• _Written request A_:
Reproduce word for word the portion of the Maxine Kumin post starting with "It was a beautiful" and going on through "Kumin was sputtering.".

• _Provided text_:

----------

Tuesday, February 11, 2014

My bad day with Maxine Kumin


Maxine Kumin loved horses. 
 I guess she thought everybody else did, too.


It was a beautiful fall morning in 2000 or 2001 when I drove north to Warner, N.H., to spend the day with Maxine Kumin. I was working on a profile of Kumin for The Larcom Review, a literary journal published by author Susan Oleksiw.

Reading last week about Kumin’s death at the age of 88, I thought back to that absolutely horrid afternoon at her farm in Warner. It was the worst interview experience in my career as a journalist. It provided me with a new truth: I could not salvage something just because I put my mind to it. My usual tools — research, persistence, compassion, curiosity — were as useless as my questions that she slapped down, one after the other.  By the time I left that farmhouse, Kumin was sputtering.

I was motivated to do the interview because I’d recently read and reviewed her unforgettable memoir, “Inside the Halo and Beyond,” about her arduous recovery from a broken neck and numerous broken ribs. One of her most beloved horses was pulling the carriage she was racing when a truck spooked him. Kumin flew off the carriage and the horse pulled the carriage over her. More than a year had passed. She and her husband were back to maintaining their farm and her horses. I remember her saying she had no intention of ever leaving there.

A few years before that, Kumin had been keynote speaker at a small writers conference I attended in New Hampshire. She spoke about her close friendship with Anne Sexton and about her profound grief after Sexton’s suicide. She was so honest and heartfelt the whole room felt a connection. Kumin was a feminist, a part of history, a survivor, a Pulitzer Prize-winning poet as well as the U.S. poet laureate. I loved her. After reading her book, I had to see and hear from the person who beat 95 percent odds. Not only had she lived but she walked and she wrote and she farmed. I wanted to see that kind of will up close.

The first thing she did was introduce me to her horses. “Come out back and say hello,” she said. Was this a test? Or did everybody but me want to snuggle up with a bunch of horses?

----------

• _Extracted material_:

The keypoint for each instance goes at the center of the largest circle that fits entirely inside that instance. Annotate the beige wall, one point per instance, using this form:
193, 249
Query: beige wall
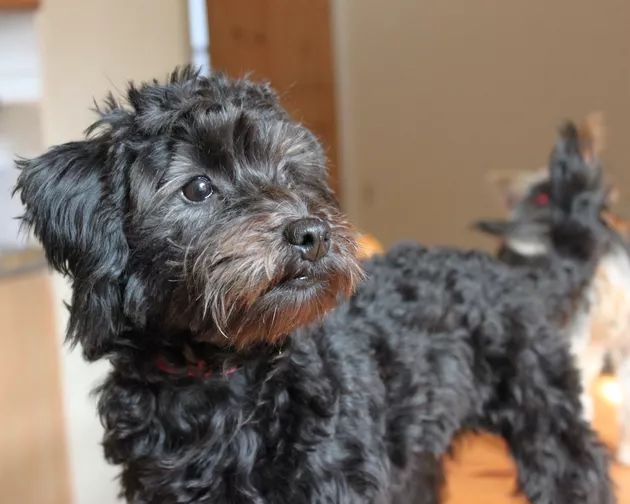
434, 93
89, 47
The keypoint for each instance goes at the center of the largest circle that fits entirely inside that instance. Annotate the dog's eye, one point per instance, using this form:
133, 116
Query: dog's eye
198, 189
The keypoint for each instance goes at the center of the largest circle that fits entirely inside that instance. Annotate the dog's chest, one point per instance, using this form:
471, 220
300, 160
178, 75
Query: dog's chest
604, 320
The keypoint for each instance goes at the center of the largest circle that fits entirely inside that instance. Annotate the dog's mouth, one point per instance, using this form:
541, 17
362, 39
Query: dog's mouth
300, 280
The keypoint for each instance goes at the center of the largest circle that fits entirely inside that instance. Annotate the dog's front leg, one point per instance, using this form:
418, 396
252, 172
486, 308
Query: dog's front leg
537, 409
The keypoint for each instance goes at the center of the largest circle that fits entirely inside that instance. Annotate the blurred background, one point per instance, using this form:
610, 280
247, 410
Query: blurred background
415, 102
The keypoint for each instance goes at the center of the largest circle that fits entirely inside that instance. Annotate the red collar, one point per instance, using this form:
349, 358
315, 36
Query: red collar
197, 369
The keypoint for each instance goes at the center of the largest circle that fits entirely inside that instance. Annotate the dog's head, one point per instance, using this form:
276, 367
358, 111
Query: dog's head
196, 208
534, 197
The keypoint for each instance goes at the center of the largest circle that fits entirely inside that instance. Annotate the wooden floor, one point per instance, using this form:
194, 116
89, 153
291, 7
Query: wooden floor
481, 472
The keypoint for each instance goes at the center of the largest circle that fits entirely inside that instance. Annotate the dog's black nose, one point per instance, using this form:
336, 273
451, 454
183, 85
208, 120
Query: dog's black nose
310, 236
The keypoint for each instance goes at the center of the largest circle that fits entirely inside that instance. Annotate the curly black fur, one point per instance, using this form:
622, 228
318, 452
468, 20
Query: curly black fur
357, 406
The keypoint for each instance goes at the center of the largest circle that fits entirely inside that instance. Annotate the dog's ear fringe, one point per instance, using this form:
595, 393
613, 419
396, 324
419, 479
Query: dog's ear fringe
68, 200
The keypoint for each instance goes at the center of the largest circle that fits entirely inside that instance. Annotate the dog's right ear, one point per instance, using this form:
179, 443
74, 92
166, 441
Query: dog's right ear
73, 203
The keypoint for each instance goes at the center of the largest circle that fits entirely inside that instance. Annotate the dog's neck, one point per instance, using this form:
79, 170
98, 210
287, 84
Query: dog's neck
189, 359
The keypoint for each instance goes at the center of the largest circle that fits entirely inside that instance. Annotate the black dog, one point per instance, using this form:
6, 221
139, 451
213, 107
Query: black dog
205, 247
599, 331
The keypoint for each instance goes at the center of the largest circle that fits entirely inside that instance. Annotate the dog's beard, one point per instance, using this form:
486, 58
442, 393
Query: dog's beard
247, 286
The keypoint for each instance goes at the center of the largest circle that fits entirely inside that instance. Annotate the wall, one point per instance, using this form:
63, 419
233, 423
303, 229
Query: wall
433, 94
87, 48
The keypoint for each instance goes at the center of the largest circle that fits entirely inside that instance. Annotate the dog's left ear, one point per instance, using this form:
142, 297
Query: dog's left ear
591, 134
74, 203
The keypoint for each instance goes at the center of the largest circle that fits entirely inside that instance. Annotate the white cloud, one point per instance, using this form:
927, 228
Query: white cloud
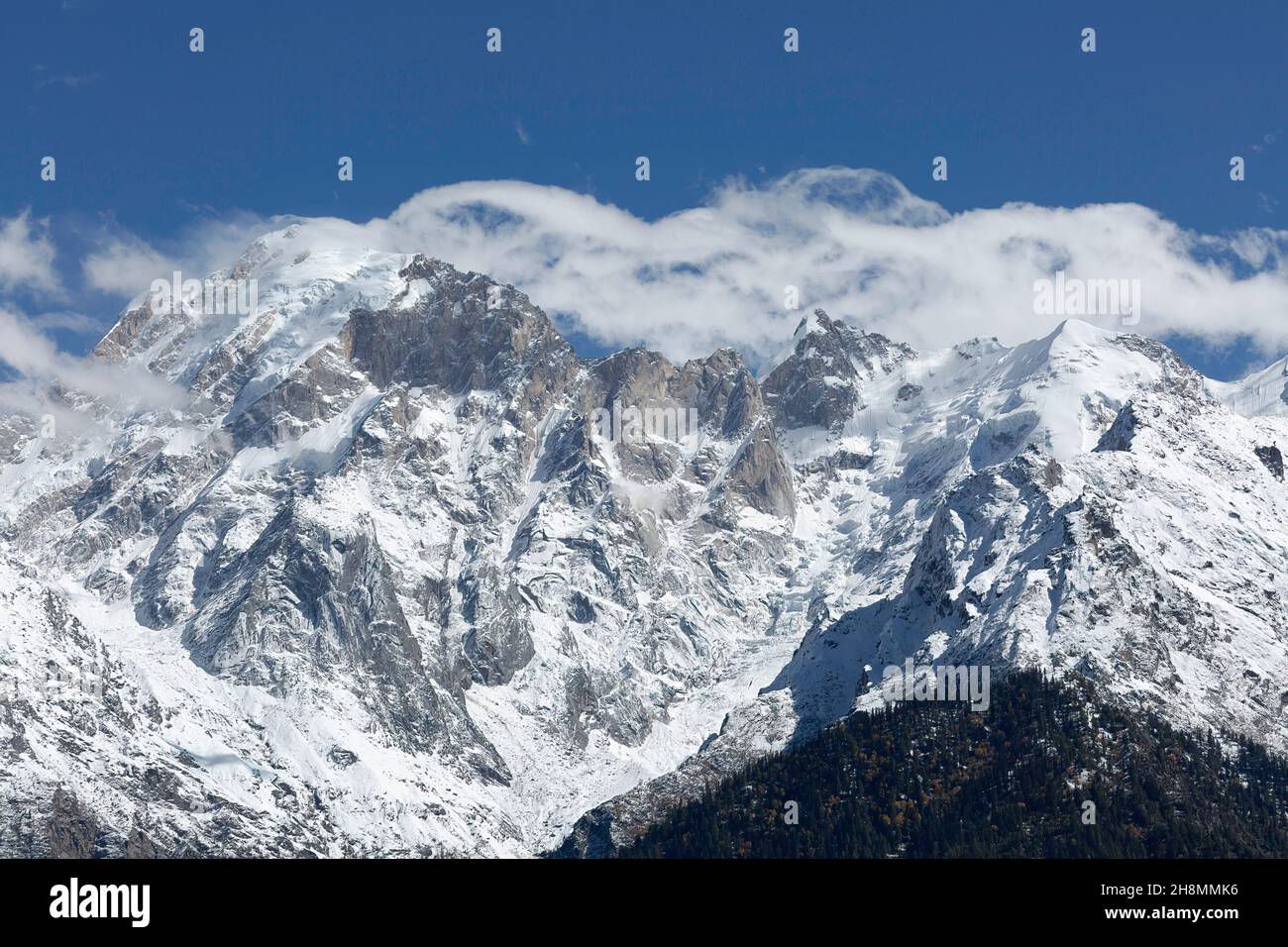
27, 256
125, 265
37, 363
855, 243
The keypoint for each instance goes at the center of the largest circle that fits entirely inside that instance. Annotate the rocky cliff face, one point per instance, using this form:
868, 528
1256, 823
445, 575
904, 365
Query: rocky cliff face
391, 570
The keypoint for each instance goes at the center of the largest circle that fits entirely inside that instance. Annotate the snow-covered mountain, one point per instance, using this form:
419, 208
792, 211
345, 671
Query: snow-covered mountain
374, 575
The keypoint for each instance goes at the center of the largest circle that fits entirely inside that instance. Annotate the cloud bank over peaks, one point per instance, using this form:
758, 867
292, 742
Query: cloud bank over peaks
853, 241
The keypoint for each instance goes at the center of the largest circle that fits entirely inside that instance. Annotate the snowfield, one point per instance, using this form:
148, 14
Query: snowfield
365, 578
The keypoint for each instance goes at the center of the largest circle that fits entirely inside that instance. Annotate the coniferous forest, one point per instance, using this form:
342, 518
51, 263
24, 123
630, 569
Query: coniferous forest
927, 780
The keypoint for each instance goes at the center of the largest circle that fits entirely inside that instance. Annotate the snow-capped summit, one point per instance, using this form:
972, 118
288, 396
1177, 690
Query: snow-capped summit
391, 569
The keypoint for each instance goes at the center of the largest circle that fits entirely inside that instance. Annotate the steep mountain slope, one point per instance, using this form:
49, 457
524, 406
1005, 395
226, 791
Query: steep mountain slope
1048, 772
1076, 504
398, 571
377, 510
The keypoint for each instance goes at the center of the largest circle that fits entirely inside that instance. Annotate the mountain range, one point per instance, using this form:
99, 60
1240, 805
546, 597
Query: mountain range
361, 570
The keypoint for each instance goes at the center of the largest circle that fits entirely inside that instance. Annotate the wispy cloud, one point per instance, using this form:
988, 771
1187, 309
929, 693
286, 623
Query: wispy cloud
853, 241
27, 256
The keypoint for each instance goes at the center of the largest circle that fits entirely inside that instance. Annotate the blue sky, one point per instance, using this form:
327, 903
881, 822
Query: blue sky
153, 140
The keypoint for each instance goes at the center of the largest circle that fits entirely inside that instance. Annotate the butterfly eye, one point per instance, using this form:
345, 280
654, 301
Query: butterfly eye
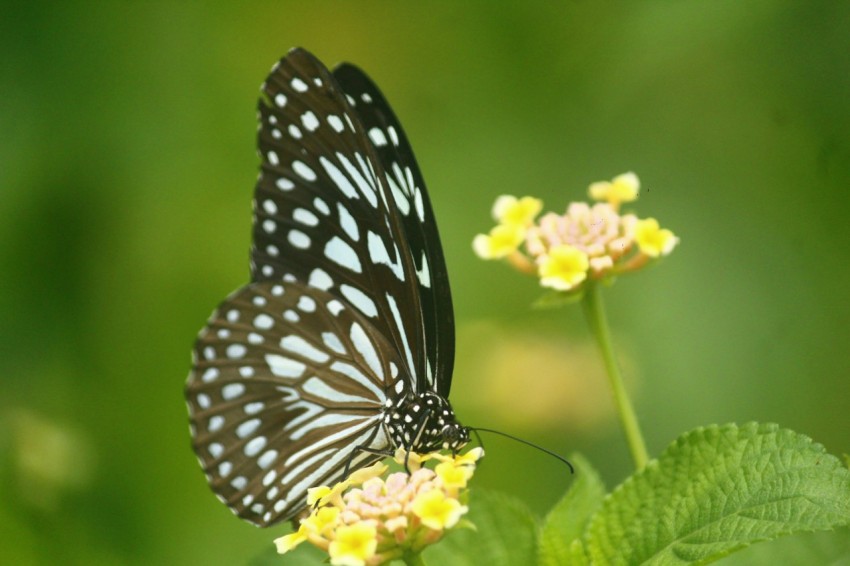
302, 374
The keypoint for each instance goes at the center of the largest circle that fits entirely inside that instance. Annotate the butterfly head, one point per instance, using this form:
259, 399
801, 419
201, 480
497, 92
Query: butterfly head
425, 423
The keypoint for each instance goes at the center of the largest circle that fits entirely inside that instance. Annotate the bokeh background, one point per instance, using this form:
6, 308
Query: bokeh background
127, 165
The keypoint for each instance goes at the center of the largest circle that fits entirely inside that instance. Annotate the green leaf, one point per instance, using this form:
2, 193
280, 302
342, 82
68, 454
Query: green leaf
559, 544
831, 548
505, 534
719, 489
305, 555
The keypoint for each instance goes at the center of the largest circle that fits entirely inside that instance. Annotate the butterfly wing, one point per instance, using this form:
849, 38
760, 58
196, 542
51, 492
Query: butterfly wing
348, 310
288, 382
414, 212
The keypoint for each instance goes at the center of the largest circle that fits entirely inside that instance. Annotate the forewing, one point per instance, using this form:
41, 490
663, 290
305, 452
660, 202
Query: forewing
322, 212
413, 209
287, 382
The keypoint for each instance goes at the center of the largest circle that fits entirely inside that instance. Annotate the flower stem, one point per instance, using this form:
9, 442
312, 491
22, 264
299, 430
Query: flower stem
594, 312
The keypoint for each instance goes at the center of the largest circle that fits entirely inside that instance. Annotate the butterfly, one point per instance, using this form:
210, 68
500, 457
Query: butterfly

----------

• _Written request B_:
Arrange the rows, starting with the line that contains "butterfly eye, one" and going on through the last line of the rows, as a JSON list of strings with one string per line. Omit blank lines and leave the pictures out.

• _Finished answer A_:
It was a beautiful fall morning in 2000 or 2001 when I drove north to Warner, N.H., to spend the day with Maxine Kumin. I was working on a profile of Kumin for The Larcom Review, a literary journal published by author Susan Oleksiw.

Reading last week about Kumin’s death at the age of 88, I thought back to that absolutely horrid afternoon at her farm in Warner. It was the worst interview experience in my career as a journalist. It provided me with a new truth: I could not salvage something just because I put my mind to it. My usual tools — research, persistence, compassion, curiosity — were as useless as my questions that she slapped down, one after the other.  By the time I left that farmhouse, Kumin was sputtering.

• _Finished answer B_:
[
  "The keypoint for each instance goes at the center of the largest circle that fits entirely inside that instance. Annotate the butterfly eye, one point per instance, using this form:",
  "345, 280",
  "654, 301",
  "Query: butterfly eye",
  "302, 374",
  "The keypoint for each instance goes at the center of the largest circle that fits entirely inside that instance. Annotate the butterfly head, one point per instance, using this form:",
  "259, 399",
  "801, 419",
  "201, 480",
  "497, 92",
  "Query: butterfly head",
  "425, 423",
  "The keypoint for each instance goes at the center of the largest circle that fits entirely inside that instance. Annotate the bokeh background, one point per instance, using this form:",
  "6, 308",
  "Query: bokeh background",
  "127, 165",
  "The keypoint for each instance goes at the center of the largest circle that fits entirely inside that instance. Annotate the green leaf, one point per instance, using this form:",
  "2, 193",
  "280, 302",
  "342, 82",
  "68, 454",
  "Query: green leaf",
  "559, 544",
  "831, 548",
  "505, 534",
  "719, 489",
  "305, 555",
  "The keypoint for each instance goes at the center of the largest circle that fits entirely inside that instance. Annotate the butterfly wing, one point per instance, using this form:",
  "849, 38",
  "760, 58",
  "196, 542",
  "51, 492",
  "Query: butterfly wing",
  "348, 310",
  "288, 382",
  "414, 212",
  "The keypoint for each instance goes at the center of the largest circle that fits entirely inside that instance. Annotate the forewing, one point per instance, using this form:",
  "41, 490",
  "663, 290",
  "305, 452",
  "660, 202",
  "Query: forewing",
  "322, 212",
  "413, 209",
  "287, 382",
  "The keypoint for each instance goes at the center of the largest circle that fits entirely inside that instance. Annotate the flower stem, one point per instance, using this form:",
  "9, 442",
  "312, 491",
  "22, 264",
  "299, 430",
  "Query: flower stem",
  "594, 312",
  "The keypoint for each instance goes at the center of the largest circle that fits entirely inside that instance. Annotate the butterfly, one point per instance, using this form:",
  "210, 68",
  "500, 457",
  "Query: butterfly"
]